━━━ Records shown

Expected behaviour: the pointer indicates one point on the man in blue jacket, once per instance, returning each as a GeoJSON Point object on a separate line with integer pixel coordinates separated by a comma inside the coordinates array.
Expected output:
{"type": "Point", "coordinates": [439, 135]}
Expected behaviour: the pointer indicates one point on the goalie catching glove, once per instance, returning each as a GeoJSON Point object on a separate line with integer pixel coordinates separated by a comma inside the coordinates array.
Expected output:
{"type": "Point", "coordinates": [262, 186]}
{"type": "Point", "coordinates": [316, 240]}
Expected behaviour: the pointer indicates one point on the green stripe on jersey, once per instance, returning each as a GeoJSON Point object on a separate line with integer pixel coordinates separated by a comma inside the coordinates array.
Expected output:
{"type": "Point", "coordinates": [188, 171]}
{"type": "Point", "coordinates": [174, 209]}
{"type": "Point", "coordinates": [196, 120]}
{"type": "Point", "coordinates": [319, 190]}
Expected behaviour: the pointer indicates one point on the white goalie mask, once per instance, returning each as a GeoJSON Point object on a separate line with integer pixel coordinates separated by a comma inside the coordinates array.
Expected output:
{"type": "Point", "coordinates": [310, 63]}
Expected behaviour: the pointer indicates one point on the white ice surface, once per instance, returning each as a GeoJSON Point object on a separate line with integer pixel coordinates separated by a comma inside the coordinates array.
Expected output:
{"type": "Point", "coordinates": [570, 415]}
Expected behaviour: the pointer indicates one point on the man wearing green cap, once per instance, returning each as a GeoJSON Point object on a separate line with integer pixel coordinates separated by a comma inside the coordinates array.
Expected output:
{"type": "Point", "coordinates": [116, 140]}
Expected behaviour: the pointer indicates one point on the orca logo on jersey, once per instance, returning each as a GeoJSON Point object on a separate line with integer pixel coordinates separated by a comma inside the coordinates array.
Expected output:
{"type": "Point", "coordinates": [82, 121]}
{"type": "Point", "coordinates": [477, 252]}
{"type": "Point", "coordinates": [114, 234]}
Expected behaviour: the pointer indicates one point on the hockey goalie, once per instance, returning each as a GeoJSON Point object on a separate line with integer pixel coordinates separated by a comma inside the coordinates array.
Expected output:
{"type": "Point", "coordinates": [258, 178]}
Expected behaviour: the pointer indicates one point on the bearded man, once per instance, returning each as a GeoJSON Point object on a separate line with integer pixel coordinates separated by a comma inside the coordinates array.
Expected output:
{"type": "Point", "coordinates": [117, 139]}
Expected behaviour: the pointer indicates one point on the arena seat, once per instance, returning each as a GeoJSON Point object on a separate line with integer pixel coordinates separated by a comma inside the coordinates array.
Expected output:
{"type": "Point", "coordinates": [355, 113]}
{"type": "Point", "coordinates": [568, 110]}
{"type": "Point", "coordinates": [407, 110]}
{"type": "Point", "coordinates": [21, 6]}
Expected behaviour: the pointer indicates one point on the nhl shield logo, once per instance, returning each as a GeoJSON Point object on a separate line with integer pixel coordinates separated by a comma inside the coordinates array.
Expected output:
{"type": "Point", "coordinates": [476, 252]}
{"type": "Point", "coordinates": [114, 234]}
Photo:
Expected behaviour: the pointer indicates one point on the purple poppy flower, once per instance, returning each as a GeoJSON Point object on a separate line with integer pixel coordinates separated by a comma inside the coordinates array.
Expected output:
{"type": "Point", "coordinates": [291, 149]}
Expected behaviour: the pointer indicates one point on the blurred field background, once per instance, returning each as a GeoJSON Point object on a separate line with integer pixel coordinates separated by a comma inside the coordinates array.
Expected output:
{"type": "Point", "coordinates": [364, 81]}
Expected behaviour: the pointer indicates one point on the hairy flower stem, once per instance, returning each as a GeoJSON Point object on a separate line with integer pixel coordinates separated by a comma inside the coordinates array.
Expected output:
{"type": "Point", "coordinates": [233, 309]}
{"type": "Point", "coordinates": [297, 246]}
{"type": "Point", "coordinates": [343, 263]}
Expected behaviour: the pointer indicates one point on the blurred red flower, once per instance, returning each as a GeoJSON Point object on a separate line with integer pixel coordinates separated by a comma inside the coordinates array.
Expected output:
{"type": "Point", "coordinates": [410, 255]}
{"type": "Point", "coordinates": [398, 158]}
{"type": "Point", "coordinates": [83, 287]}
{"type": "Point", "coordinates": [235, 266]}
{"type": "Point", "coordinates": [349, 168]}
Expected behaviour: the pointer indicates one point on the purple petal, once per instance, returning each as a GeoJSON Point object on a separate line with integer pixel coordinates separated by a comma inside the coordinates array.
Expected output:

━━━━━━

What is required :: For this exercise, return the material above in full and exactly.

Answer below ::
Expected behaviour: the pointer indicates one point on the man in blue jacket, once per instance, returning each as a GeoJSON Point object on a separate line with integer pixel coordinates separated by a comma inside the coordinates array.
Expected output:
{"type": "Point", "coordinates": [439, 135]}
Expected behaviour: the pointer indicates one point on the goalie catching glove, once per instance, returning each as a GeoJSON Point object on a separate line with integer pixel coordinates separated by a comma inside the coordinates array.
Expected output:
{"type": "Point", "coordinates": [262, 186]}
{"type": "Point", "coordinates": [316, 240]}
Expected behaviour: the pointer indicates one point on the green stripe on jersey, once per instance, returning each as a GeoJSON Point object on a separate line with integer pixel coordinates separated by a comma inside the coordinates array.
Expected output:
{"type": "Point", "coordinates": [188, 171]}
{"type": "Point", "coordinates": [174, 209]}
{"type": "Point", "coordinates": [196, 120]}
{"type": "Point", "coordinates": [319, 190]}
Expected behaviour: the pointer indicates one point on the white goalie mask, once per instance, returning each as a GeoJSON Point object on a separate line with integer pixel coordinates separated by a comma inside the coordinates array.
Expected output:
{"type": "Point", "coordinates": [310, 63]}
Expected behaviour: the pointer indicates one point on the white ice surface, once per instance, returning each as a GeoJSON Point object on a separate line with integer pixel coordinates separated by a comma inside the coordinates array.
Expected output:
{"type": "Point", "coordinates": [570, 415]}
Expected behaviour: the pointer indicates one point on the man wearing green cap, once per instance, returning each as a GeoJSON Point object on a separate line with integer pixel coordinates separated by a comma inside the coordinates array.
Expected output:
{"type": "Point", "coordinates": [116, 140]}
Expected behaviour: the pointer indicates one point on the orca logo on jersey, once per instance, returning each as a GeoJSON Point object on a separate line with integer pixel coordinates separated by a comma inside the coordinates array.
Expected output:
{"type": "Point", "coordinates": [82, 121]}
{"type": "Point", "coordinates": [477, 252]}
{"type": "Point", "coordinates": [114, 234]}
Expected behaviour: the pointer indicates one point on the hockey goalie, once per instance, returning each as a GeoJSON Point object on a separate line with integer pixel coordinates separated by a comma inside the coordinates array.
Expected output:
{"type": "Point", "coordinates": [258, 178]}
Expected behaviour: the pointer indicates one point on the bearded man, once per instance, returning each as a GeoJSON Point object on a separate line with integer pixel coordinates separated by a comma inside the coordinates array.
Expected output:
{"type": "Point", "coordinates": [117, 139]}
Expected behaviour: the pointer indicates one point on the arena seat, once per instance, returning each as a GeoJSON Point object on a separate line with integer pixel coordinates separated by a comma inside the coordinates array.
Expected output:
{"type": "Point", "coordinates": [355, 113]}
{"type": "Point", "coordinates": [568, 110]}
{"type": "Point", "coordinates": [407, 110]}
{"type": "Point", "coordinates": [21, 6]}
Expected behaviour: the pointer indicates one point on the nhl shield logo, once per instance, returning each as a GeoJSON Point object on a separate line with integer pixel coordinates separated by a comma inside the coordinates array.
Expected output:
{"type": "Point", "coordinates": [476, 252]}
{"type": "Point", "coordinates": [114, 234]}
Photo:
Expected behaviour: the pointer indicates one point on the purple poppy flower, once per instance, returning each as a GeoJSON Point object on a separate line with integer pixel coordinates separated by a comma inside the coordinates array.
Expected output:
{"type": "Point", "coordinates": [291, 149]}
Expected behaviour: the pointer indicates one point on the blurred field background, once per instance, returning each as a GeoJSON Point object on a separate line with integer pixel coordinates separated by a comma inside the coordinates array.
Expected output:
{"type": "Point", "coordinates": [364, 81]}
Expected behaviour: the pointer indicates one point on the hairy flower stem, once per instance, returning each as a GeoJSON Point object on a separate line with integer pixel coordinates separated by a comma inside the coordinates array.
Expected output:
{"type": "Point", "coordinates": [233, 309]}
{"type": "Point", "coordinates": [297, 246]}
{"type": "Point", "coordinates": [343, 263]}
Expected behaviour: the pointer indicates one point on the blurred red flower, once per instance, returning each as a GeoJSON Point object on a separate line with integer pixel coordinates separated by a comma inside the coordinates array.
Expected output:
{"type": "Point", "coordinates": [410, 255]}
{"type": "Point", "coordinates": [398, 158]}
{"type": "Point", "coordinates": [83, 287]}
{"type": "Point", "coordinates": [235, 266]}
{"type": "Point", "coordinates": [349, 168]}
Expected behaviour: the pointer indicates one point on the purple petal, once per instance, returning each as a GeoJSON Point object on a separate line with integer pixel coordinates separated by a comma inside the coordinates array.
Expected output:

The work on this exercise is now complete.